**Assigned task 1:** In the tamoxifen article, copy everything from "Dr. Méndez-Ferrer explains" down to "cause myeloproliferative neoplasms.", changing "blood stem cells" to "hematopoietic stem cells".
**Assigned task 2:** Using the tamoxifen article, mark each statement yes or no, and quote the words that decide it: (a) The study was led by the University Hospital in Basel. (b) The effect of tamoxifen was shown in mice. (c) Women have a higher risk than men of developing leukemia.

Tamoxifen may treat myeloproliferative neoplasms – a type of blood disorder for which there is currently no cure
This discovery has a potential application in the treatment of certain blood disorders for which there is currently no cure. The study was led by Dr. Simon Méndez-Ferrer of the CNIC, working in partnership with the laboratories of Doctors Jurg Schwaller and Radek Skoda of the University Hospital in Basel (Switzerland). The study’s authors have demonstrated in mice that tamoxifen, a drug already approved and widely used for the treatment of breast cancer, blocks the symptoms and the progression of a specific group of blood disorders known as myeloproliferative neoplasms.
Dr. Méndez-Ferrer explains that scientists have known for some time that men have a higher risk than women of developing leukemia: “We didn’t know the causes off this different incidence of leukemia between men and women, but sex hormones like estrogen could at least partly explain these differences.” Although estrogens were known to regulate some types of blood cells, very little was known about their influence on blood stem cells, including those that cause myeloproliferative neoplasms.

**Material provided:**
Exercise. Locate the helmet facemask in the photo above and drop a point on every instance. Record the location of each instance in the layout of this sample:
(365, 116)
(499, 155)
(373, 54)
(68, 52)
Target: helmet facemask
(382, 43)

...

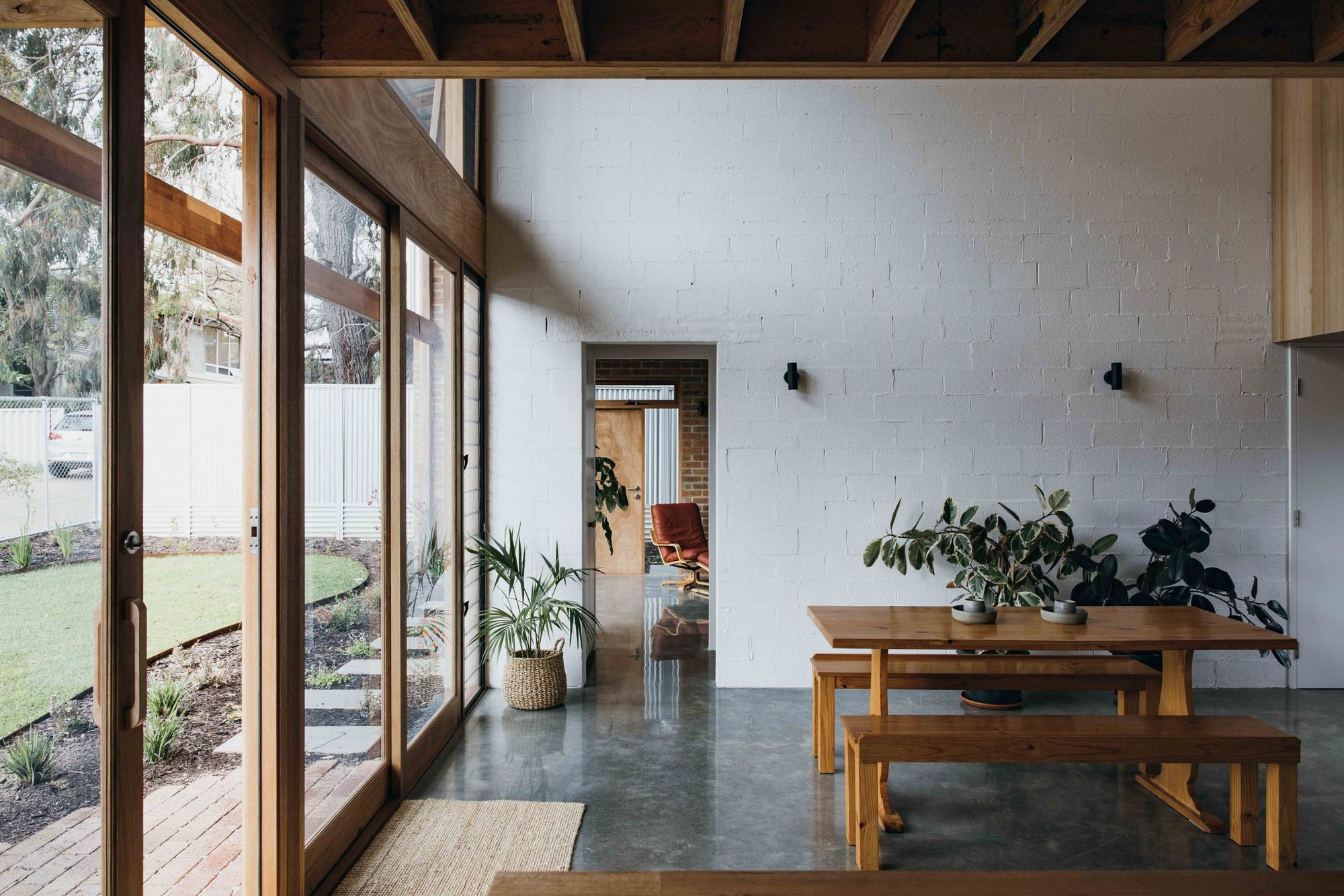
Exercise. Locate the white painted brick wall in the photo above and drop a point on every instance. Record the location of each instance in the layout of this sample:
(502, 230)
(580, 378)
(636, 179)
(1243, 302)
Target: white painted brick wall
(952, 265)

**Written reply 1:**
Dr. Méndez-Ferrer explains that scientists have known for some time that men have a higher risk than women of developing leukemia: “We didn’t know the causes off this different incidence of leukemia between men and women, but sex hormones like estrogen could at least partly explain these differences.” Although estrogens were known to regulate some types of blood cells, very little was known about their influence on hematopoietic stem cells, including those that cause myeloproliferative neoplasms.

**Written reply 2:**
(a) No: "The study was led by Dr. Simon Méndez-Ferrer of the CNIC"
(b) Yes: "The study’s authors have demonstrated in mice"
(c) No: "men have a higher risk than women of developing leukemia"